* _Your task_
Among the records, find the lines that hold the string "below" and return them.

(Region pointing data)
------------------------
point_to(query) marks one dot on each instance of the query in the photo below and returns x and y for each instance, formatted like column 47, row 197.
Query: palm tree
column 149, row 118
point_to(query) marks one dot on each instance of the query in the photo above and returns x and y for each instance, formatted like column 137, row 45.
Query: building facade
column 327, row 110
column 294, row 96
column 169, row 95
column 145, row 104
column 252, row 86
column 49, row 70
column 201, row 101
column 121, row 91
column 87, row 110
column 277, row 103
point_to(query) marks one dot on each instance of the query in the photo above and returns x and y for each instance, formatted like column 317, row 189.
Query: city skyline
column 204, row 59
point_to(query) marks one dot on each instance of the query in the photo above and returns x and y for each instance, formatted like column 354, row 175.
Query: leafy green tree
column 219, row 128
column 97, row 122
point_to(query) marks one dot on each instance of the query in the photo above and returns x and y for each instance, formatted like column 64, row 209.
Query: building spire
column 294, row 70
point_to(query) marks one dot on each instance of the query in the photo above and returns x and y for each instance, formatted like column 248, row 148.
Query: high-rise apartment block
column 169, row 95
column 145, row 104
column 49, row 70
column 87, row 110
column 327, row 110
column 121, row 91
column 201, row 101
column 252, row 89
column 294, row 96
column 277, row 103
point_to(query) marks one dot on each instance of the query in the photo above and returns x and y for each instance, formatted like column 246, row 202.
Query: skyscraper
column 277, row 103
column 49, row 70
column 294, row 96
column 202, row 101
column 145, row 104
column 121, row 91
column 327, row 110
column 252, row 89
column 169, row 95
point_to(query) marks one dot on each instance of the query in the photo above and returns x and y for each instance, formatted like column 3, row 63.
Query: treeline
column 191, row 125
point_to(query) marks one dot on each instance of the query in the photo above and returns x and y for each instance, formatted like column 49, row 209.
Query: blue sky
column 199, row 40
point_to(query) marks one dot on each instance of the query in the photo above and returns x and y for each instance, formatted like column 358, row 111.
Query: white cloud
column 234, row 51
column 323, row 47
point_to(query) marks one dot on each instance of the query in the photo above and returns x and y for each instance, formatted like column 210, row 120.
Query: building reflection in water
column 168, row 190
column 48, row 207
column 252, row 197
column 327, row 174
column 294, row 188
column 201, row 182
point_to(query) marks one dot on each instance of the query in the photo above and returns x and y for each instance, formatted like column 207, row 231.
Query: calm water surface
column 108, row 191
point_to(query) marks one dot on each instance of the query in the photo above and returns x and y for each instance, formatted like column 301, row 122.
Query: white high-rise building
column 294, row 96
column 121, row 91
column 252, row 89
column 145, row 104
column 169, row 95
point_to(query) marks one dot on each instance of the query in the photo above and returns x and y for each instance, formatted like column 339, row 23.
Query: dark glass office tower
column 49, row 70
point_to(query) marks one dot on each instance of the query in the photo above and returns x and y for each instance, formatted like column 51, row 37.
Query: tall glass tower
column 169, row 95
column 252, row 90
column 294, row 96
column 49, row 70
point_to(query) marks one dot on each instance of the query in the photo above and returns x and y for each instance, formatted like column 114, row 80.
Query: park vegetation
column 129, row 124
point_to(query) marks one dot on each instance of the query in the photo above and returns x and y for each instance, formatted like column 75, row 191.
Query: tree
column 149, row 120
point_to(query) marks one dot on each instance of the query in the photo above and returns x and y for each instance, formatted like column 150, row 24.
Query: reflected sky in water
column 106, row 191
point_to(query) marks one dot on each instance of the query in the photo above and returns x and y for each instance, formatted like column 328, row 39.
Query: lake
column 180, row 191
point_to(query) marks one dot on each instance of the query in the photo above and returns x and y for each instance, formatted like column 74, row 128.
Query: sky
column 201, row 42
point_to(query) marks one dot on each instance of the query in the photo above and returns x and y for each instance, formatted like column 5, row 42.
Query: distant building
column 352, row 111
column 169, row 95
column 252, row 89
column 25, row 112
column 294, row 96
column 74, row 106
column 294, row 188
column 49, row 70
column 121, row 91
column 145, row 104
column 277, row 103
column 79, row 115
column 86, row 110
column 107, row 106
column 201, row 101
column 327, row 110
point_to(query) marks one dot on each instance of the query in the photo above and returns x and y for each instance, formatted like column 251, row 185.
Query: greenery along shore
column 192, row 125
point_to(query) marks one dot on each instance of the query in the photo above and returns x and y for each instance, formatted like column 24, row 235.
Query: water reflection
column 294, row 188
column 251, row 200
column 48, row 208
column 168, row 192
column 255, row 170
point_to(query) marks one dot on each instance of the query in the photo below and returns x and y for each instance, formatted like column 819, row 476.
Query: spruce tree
------------------------
* _Response to the exercise_
point_to(query) marks one dot on each instance of the query in the photo below and returns x and y for each instance, formatted like column 47, row 197.
point_to(query) marks one dot on each instance of the query in the photo below and returns x and y for each instance, formatted like column 819, row 476.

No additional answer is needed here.